*REQUEST*. Output the material below in its entirety, exactly as given.

(Entries from a pointing dataset)

☆ ☆ ☆ ☆

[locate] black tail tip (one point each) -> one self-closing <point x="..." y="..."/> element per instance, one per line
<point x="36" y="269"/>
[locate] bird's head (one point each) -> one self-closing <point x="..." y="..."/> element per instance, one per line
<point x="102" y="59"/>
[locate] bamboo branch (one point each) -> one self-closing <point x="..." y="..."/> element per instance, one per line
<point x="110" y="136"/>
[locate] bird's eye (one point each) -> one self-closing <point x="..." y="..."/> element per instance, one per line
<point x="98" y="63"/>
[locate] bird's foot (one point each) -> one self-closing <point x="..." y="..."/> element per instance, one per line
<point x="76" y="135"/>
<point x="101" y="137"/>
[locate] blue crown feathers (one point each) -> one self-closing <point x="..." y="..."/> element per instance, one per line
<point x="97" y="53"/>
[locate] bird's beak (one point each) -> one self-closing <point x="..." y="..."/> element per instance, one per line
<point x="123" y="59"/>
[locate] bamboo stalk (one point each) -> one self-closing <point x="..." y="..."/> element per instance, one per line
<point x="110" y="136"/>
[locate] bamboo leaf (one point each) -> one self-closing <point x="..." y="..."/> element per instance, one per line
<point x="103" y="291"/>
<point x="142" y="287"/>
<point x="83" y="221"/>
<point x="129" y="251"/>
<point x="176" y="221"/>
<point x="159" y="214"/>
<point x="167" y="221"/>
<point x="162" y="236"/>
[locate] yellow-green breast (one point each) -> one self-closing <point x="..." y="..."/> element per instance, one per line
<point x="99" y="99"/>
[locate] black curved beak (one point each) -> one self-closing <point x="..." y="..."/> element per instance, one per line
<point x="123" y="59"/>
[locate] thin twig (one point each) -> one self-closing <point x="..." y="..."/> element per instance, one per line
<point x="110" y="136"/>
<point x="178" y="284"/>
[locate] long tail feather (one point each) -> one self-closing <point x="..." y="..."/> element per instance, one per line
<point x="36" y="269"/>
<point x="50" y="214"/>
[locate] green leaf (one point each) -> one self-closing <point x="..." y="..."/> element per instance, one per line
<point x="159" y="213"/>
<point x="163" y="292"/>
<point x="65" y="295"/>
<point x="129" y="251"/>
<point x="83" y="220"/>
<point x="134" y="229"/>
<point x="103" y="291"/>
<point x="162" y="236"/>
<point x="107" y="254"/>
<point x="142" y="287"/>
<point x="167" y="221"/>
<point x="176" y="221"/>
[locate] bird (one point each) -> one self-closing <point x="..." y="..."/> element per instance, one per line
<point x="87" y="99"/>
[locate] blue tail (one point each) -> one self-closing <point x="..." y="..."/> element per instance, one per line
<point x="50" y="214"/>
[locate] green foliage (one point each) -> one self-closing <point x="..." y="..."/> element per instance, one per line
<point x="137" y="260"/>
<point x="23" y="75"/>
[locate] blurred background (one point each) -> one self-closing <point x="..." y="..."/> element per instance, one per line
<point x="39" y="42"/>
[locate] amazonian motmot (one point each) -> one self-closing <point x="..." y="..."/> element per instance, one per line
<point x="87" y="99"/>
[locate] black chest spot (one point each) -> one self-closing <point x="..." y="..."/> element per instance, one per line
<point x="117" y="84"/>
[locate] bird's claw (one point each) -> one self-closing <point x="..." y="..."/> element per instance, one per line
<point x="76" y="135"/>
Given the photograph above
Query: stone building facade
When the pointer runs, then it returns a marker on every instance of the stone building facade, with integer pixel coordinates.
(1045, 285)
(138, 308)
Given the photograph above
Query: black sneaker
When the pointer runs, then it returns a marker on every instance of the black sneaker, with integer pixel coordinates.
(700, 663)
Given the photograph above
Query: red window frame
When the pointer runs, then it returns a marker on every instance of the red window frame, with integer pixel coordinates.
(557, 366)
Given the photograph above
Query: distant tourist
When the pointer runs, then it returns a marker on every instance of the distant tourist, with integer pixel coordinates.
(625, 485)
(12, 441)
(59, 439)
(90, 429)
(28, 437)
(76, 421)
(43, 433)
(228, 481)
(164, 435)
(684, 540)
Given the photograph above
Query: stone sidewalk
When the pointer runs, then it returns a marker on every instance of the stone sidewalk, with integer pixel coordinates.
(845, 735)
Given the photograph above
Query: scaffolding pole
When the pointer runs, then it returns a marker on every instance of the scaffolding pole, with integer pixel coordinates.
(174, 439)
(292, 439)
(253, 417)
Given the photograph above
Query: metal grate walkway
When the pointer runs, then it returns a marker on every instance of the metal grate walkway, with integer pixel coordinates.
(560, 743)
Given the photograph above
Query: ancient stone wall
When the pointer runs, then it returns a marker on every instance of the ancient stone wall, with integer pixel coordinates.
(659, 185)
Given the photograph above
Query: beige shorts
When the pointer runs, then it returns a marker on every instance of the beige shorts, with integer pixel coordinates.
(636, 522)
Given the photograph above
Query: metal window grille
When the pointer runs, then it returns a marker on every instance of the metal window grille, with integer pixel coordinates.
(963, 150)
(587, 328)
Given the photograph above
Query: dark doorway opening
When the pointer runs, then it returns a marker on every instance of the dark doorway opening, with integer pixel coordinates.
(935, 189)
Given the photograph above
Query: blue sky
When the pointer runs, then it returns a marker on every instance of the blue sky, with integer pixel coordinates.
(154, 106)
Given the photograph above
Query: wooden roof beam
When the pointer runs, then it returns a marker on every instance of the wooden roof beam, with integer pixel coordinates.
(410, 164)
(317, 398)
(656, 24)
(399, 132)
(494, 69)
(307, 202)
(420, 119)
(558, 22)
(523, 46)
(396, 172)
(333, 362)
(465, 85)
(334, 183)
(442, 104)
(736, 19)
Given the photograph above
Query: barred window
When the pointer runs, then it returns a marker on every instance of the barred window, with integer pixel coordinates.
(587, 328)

☆ ☆ ☆ ☆

*REPLY*.
[locate] black tail tip (one point each) -> one self-closing <point x="..." y="..."/> element per instance, one per line
<point x="36" y="269"/>
[locate] bird's head (one point each) -> one self-closing <point x="..." y="..."/> element per instance, one per line
<point x="102" y="59"/>
[locate] bamboo branch (one point each) -> one self-closing <point x="..." y="..."/> element per instance, one per line
<point x="110" y="136"/>
[locate] bird's eye (one point each) -> one self-closing <point x="..." y="..."/> element per instance, one per line
<point x="98" y="63"/>
[locate] bird's foot (one point each) -> one self-closing <point x="..." y="..."/> element per instance, one per line
<point x="76" y="135"/>
<point x="101" y="137"/>
[locate] blue crown feathers (one point each) -> one self-closing <point x="..." y="..."/> element per instance, one per line
<point x="97" y="53"/>
[locate] bird's beak (one point each) -> one self-closing <point x="..." y="..."/> element per instance, one per line
<point x="123" y="59"/>
[locate] bamboo stalk (one point each) -> one self-closing <point x="..." y="..."/> element per instance, one per line
<point x="110" y="136"/>
[locate] bamboo leaf (one point each) -> one self-closing <point x="..." y="..."/> element per instance, one per line
<point x="103" y="291"/>
<point x="142" y="287"/>
<point x="83" y="221"/>
<point x="129" y="251"/>
<point x="176" y="221"/>
<point x="159" y="214"/>
<point x="167" y="221"/>
<point x="162" y="236"/>
[locate] yellow-green breast (one point each) -> one self-closing <point x="..." y="..."/> element per instance, one per line
<point x="99" y="99"/>
[locate] black curved beak (one point each) -> one self-closing <point x="..." y="..."/> element per instance, one per line
<point x="123" y="59"/>
[locate] thin twig (one point each) -> one self-closing <point x="..." y="..."/> element per instance, one per line
<point x="110" y="136"/>
<point x="178" y="284"/>
[locate] long tail feather (one point each) -> one self-closing <point x="..." y="..."/> element per instance, one per line
<point x="36" y="269"/>
<point x="50" y="214"/>
[locate] green leaf (one point each) -> one self-closing <point x="..." y="..."/> element per instance, one per line
<point x="159" y="213"/>
<point x="163" y="292"/>
<point x="65" y="295"/>
<point x="129" y="251"/>
<point x="83" y="220"/>
<point x="134" y="229"/>
<point x="103" y="291"/>
<point x="162" y="236"/>
<point x="107" y="254"/>
<point x="142" y="287"/>
<point x="167" y="221"/>
<point x="176" y="221"/>
[locate] bird (one point each) -> one self-closing <point x="..." y="..."/> element per instance, one per line
<point x="87" y="99"/>
[locate] blue tail (one point each) -> one self-closing <point x="..." y="..."/> element per instance, one per line
<point x="50" y="214"/>
[locate] green foliage (one point each) -> one self-closing <point x="..." y="..."/> element per instance, one per line
<point x="137" y="260"/>
<point x="23" y="75"/>
[locate] blurred background (one point each) -> one self-closing <point x="..." y="..."/> element per instance, one per line
<point x="39" y="42"/>
[locate] amazonian motmot (one point each) -> one self-closing <point x="..." y="..."/> element per instance, one per line
<point x="87" y="99"/>
[locate] black chest spot (one point each) -> one self-closing <point x="..." y="..."/> element per instance, one per line
<point x="117" y="84"/>
[locate] bird's claw (one point each) -> one self-closing <point x="..." y="..."/> element per instance, one per line
<point x="76" y="135"/>
Given the photograph above
Query: stone building facade
When the pointer runs, then it returns a marker on every instance of the stone building facade, with integer pixel coordinates.
(1045, 285)
(138, 308)
Given the photograph above
Query: black sneaker
When the pointer runs, then it returns a marker on every instance of the black sneaker, with integer pixel coordinates.
(700, 663)
Given the photograph above
Query: red window frame
When the pointer runs, then it returns a marker on every instance of the red window frame, with integer pixel coordinates.
(557, 366)
Given the photograph above
Query: distant tourist
When the pointer runs, then it returns a marker on every instance of the distant tourist, with integer pixel coordinates.
(625, 485)
(12, 441)
(59, 439)
(90, 429)
(28, 437)
(76, 421)
(43, 433)
(228, 481)
(164, 435)
(684, 540)
Given the photograph above
Query: stone sidewalk
When the pointer runs, then it returns a marker on every instance of the stone sidewalk, with integer pixel coordinates.
(845, 735)
Given the photograph above
Query: scaffolding pole
When the pointer runs, then it returns a marker on every instance of the scaffolding pole, with integer pixel coordinates.
(174, 439)
(292, 439)
(253, 417)
Given the photograph above
Query: metal grate walkway
When the pointer runs, then it returns a marker on every instance of the metal grate walkway, with integer pixel coordinates.
(560, 743)
Given the photograph above
Query: ancient stone wall
When the pointer runs, then it returns a marker on every instance of the ancient stone wall, with integer pixel coordinates.
(659, 185)
Given the photograph above
Query: beige shorts
When the pointer runs, then it returns a marker on every instance of the beige shorts, with integer pixel coordinates.
(636, 522)
Given the photograph above
Query: metal window grille
When the pointer runs, then it returns a marker on every instance of the metal window grille, with integer pixel coordinates.
(963, 150)
(587, 328)
Given the photograph above
Query: dark doorway opening
When the pointer runs, then it returns a marker on every instance of the dark doorway opening, with integer pixel coordinates.
(935, 189)
Given the photograph above
Query: blue sky
When the pointer runs, then it returns a marker on every instance of the blue sky, with integer pixel coordinates.
(154, 106)
Given the photograph above
Query: wooden roof beam
When the pointer runs, then it returns a marker on every instance of the wooden roof beam, with integer pixel coordinates.
(410, 164)
(317, 398)
(656, 24)
(399, 132)
(494, 69)
(307, 202)
(420, 119)
(558, 22)
(523, 46)
(396, 172)
(333, 362)
(465, 85)
(334, 183)
(442, 104)
(736, 19)
Given the photograph above
Query: barred window
When the pointer runs, then it returns a marker on every instance of the barred window, with integer pixel coordinates.
(587, 328)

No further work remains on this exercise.